## Exercise instructions
Convert the data below into a JSON list of strings with one string for each line, leaving out any blank lines.

::::

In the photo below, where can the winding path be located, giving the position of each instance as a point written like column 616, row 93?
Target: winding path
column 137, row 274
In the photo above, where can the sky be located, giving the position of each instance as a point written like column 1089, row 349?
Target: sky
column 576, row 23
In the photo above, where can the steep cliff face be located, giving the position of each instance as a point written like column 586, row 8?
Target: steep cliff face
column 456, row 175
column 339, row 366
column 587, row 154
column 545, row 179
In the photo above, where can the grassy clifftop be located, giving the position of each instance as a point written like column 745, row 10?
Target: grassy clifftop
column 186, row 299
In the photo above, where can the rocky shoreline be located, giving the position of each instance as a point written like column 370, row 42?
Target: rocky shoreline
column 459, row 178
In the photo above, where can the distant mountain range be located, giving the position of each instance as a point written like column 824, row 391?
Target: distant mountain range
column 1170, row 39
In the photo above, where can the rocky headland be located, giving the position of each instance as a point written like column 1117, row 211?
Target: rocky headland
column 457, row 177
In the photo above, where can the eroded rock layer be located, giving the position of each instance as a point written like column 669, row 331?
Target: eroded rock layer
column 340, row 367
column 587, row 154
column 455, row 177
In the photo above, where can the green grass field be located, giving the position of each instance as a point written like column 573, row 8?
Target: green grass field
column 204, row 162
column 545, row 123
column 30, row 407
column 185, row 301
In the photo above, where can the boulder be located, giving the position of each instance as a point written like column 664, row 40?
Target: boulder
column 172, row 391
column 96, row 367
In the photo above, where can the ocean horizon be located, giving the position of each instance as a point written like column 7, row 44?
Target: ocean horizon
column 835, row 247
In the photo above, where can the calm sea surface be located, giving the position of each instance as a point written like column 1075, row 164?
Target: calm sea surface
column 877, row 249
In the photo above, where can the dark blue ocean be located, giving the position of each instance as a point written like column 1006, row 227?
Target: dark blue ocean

::::

## Finished task
[
  "In the photo below, where can the winding path be located, giving the position of each instance as a point written like column 616, row 93?",
  "Target: winding path",
  "column 137, row 274",
  "In the photo above, where can the sky be located, giving the position of each instance as a point written like column 1089, row 349?",
  "Target: sky",
  "column 576, row 23",
  "In the photo above, where can the steep cliff face be located, giving the position of each instance as a point written like column 586, row 8?",
  "Target: steep cliff face",
  "column 456, row 175",
  "column 339, row 366",
  "column 587, row 154",
  "column 545, row 179",
  "In the photo above, where can the grassy clifftop be located, giving the position of each instance as a point written like column 745, row 10?",
  "Target: grassy clifftop",
  "column 186, row 299",
  "In the photo above, where can the rocky shoreline be located, giving the position of each instance as a point written like column 370, row 42?",
  "Target: rocky shoreline",
  "column 459, row 178",
  "In the photo above, where can the distant mountain range be located, giving the position of each instance as a point written like column 824, row 391?",
  "Target: distant mountain range",
  "column 1170, row 39",
  "In the photo above, where can the rocky headland be located, giving the position of each instance as a point written like column 1117, row 211?",
  "Target: rocky headland",
  "column 457, row 177",
  "In the photo above, where can the eroded rock layer be located, giving the position of each instance as a point written like column 669, row 331?",
  "Target: eroded rock layer",
  "column 340, row 367",
  "column 587, row 154",
  "column 455, row 177",
  "In the photo above, where can the green grass field be located, giving the position of each instance as a point written like column 573, row 8?",
  "Target: green grass field",
  "column 204, row 162",
  "column 545, row 123",
  "column 30, row 407",
  "column 185, row 301",
  "In the photo above, where can the boulder be located, giving the position of each instance as a point written like column 664, row 40?",
  "Target: boulder",
  "column 172, row 391",
  "column 96, row 367",
  "In the photo above, where can the ocean horizon be located, giving the position of each instance as a point written like column 7, row 44?",
  "Target: ocean horizon",
  "column 835, row 247",
  "In the photo above, where can the calm sea surface be located, giving the position of each instance as a point written like column 1075, row 164?",
  "Target: calm sea surface",
  "column 877, row 249",
  "In the photo above, where can the dark blue ocean be located, giving the position of each instance as a point written like column 1006, row 227?",
  "Target: dark blue ocean"
]